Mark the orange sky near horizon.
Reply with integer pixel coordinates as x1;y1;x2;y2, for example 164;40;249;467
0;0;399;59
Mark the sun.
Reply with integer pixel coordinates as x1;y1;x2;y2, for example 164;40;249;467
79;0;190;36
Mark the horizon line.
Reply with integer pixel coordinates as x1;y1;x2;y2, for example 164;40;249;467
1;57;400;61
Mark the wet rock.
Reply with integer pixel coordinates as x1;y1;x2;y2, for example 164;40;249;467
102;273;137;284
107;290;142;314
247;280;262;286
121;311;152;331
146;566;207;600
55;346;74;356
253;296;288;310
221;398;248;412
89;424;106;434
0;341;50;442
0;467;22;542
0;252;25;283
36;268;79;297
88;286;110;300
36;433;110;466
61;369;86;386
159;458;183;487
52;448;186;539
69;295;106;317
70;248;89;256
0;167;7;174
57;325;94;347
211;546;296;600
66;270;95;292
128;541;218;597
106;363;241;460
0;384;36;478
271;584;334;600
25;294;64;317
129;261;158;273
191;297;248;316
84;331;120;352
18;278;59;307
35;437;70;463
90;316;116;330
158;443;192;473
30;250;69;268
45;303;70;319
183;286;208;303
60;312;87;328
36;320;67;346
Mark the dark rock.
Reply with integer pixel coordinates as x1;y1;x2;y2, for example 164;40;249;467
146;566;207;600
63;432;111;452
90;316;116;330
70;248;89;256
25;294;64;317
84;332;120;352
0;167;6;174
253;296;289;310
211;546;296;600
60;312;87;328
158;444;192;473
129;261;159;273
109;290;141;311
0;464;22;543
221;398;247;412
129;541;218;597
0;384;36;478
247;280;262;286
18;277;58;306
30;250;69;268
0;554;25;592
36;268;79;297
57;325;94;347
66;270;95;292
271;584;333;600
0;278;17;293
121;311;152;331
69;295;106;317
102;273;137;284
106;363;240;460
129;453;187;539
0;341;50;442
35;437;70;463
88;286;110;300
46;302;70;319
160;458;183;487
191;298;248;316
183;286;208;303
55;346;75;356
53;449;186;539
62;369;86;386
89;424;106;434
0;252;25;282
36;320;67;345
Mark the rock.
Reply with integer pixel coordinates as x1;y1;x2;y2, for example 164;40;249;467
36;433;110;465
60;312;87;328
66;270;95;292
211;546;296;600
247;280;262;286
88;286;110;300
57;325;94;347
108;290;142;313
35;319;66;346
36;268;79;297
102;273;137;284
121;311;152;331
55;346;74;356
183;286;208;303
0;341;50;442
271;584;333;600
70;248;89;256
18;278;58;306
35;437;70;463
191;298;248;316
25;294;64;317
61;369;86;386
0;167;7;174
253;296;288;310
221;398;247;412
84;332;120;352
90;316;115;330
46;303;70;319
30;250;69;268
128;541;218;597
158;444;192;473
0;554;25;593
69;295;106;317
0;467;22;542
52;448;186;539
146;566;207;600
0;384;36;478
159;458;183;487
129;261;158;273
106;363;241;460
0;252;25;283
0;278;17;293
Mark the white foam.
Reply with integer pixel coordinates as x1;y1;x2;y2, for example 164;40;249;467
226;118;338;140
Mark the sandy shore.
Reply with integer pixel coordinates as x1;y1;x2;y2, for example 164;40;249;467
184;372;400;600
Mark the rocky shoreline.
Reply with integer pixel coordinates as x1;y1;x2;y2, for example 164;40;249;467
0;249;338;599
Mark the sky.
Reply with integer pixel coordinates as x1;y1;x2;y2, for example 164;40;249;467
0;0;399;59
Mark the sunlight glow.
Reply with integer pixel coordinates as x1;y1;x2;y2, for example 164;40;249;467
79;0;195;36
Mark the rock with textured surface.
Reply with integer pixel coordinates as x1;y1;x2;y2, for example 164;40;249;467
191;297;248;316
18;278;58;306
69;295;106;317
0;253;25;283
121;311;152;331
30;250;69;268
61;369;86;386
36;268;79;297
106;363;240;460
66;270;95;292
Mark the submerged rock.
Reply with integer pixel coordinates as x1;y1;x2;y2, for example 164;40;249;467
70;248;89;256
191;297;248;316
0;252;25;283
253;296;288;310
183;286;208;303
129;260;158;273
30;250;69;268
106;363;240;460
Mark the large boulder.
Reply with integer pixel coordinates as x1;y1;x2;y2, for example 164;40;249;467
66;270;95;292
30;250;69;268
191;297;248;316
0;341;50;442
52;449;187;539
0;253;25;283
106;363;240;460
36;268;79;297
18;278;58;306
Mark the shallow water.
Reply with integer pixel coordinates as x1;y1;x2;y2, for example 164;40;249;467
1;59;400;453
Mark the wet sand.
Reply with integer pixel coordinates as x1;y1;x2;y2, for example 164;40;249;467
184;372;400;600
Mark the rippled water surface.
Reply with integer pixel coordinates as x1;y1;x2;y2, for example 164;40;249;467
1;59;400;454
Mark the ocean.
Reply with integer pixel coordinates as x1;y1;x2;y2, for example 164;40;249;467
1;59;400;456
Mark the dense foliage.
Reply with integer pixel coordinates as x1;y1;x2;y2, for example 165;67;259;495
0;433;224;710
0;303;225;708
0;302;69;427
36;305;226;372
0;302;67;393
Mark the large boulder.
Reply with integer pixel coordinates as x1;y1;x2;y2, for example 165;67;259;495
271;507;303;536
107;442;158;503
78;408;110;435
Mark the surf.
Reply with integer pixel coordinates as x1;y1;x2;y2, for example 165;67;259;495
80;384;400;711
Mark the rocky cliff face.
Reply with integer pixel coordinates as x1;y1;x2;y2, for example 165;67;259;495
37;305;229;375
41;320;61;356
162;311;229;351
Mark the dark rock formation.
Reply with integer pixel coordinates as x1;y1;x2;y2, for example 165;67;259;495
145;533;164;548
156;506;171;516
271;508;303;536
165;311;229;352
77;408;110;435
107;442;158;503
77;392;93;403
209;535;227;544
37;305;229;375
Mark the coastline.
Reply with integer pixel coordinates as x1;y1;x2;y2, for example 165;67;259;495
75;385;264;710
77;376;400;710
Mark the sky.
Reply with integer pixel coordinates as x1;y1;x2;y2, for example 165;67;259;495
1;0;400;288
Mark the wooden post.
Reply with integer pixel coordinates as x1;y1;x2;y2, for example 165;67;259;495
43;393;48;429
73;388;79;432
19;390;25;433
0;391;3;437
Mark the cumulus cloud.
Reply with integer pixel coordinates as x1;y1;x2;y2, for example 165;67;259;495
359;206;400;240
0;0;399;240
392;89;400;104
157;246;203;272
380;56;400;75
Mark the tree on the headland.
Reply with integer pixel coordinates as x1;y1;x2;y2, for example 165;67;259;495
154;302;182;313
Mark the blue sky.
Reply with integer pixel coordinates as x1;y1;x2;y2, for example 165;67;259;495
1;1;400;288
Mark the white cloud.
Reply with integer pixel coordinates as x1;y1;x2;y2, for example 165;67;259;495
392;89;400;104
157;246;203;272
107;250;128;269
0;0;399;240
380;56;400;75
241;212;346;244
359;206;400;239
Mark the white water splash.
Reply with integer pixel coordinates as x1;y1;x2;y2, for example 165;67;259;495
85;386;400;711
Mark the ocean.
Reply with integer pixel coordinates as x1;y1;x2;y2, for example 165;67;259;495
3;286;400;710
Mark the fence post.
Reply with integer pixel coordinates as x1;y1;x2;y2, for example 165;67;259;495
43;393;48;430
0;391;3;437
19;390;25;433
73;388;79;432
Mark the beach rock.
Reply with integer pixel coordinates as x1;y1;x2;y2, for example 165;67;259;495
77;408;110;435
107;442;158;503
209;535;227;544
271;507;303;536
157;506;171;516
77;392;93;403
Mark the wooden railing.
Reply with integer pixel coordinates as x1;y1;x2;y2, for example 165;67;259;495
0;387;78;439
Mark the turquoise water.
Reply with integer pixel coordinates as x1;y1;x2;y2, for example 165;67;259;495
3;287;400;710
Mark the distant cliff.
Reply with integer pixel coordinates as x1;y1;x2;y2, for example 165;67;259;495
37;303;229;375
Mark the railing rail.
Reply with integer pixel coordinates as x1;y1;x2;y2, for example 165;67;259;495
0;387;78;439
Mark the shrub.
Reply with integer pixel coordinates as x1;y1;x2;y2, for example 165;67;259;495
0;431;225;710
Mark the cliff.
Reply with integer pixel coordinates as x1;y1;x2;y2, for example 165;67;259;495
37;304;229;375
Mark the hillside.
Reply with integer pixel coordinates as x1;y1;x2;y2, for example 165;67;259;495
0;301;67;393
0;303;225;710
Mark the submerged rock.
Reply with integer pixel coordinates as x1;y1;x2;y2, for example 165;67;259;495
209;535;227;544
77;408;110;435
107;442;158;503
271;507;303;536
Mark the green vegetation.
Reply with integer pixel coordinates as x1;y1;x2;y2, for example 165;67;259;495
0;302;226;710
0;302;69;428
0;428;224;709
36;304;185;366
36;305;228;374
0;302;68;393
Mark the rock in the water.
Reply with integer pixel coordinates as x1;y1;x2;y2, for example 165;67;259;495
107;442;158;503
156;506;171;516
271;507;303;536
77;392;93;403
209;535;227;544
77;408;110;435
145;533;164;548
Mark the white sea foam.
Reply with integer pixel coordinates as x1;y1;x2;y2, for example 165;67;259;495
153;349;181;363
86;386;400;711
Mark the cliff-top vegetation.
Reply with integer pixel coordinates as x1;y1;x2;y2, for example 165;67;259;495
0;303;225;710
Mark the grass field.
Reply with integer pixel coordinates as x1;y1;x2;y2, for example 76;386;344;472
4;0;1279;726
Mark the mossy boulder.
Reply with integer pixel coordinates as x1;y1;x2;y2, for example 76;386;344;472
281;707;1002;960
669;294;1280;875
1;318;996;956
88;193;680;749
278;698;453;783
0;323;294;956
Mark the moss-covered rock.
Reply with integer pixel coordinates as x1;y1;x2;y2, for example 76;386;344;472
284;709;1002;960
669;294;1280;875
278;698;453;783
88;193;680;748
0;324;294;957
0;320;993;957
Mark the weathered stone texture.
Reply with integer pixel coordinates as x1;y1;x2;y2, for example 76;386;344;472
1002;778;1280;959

※

Task: The word "surface" appears in some lines above. Return every one of those lines.

The answer:
Mark the rock with textured surface.
Mark the rippled water surface.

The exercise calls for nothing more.